State how many lines in the listing contain the string "green", and add nothing to that number.

======== Source data

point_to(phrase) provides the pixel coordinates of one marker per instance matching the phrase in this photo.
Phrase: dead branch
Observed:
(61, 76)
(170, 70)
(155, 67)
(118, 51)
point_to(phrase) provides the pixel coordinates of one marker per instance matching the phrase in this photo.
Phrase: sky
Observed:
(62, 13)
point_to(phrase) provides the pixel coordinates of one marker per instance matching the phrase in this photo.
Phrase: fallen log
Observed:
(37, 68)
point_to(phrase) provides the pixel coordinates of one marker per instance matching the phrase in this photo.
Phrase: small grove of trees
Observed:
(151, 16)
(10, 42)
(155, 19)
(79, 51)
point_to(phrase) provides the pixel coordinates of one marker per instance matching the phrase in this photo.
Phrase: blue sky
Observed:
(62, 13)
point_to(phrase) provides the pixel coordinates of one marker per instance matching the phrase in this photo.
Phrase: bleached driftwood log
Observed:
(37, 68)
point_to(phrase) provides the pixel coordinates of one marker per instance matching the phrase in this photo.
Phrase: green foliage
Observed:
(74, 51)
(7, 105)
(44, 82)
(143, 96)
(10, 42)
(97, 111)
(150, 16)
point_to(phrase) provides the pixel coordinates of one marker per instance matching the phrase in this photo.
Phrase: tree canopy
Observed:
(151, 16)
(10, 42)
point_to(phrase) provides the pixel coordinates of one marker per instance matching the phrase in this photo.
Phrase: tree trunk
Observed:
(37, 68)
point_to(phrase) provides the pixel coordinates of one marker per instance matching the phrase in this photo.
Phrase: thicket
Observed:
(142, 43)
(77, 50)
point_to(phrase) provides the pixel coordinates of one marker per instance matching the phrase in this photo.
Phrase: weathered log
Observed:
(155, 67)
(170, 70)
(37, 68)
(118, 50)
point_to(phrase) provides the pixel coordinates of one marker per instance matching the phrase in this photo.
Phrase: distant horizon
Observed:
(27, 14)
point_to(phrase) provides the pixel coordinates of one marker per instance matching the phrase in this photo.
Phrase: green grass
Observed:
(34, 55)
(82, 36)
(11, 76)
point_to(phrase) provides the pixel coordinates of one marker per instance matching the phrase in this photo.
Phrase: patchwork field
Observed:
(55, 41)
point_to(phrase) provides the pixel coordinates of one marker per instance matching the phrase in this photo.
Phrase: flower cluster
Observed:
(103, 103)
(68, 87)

================

◆ **Solution to this task**
2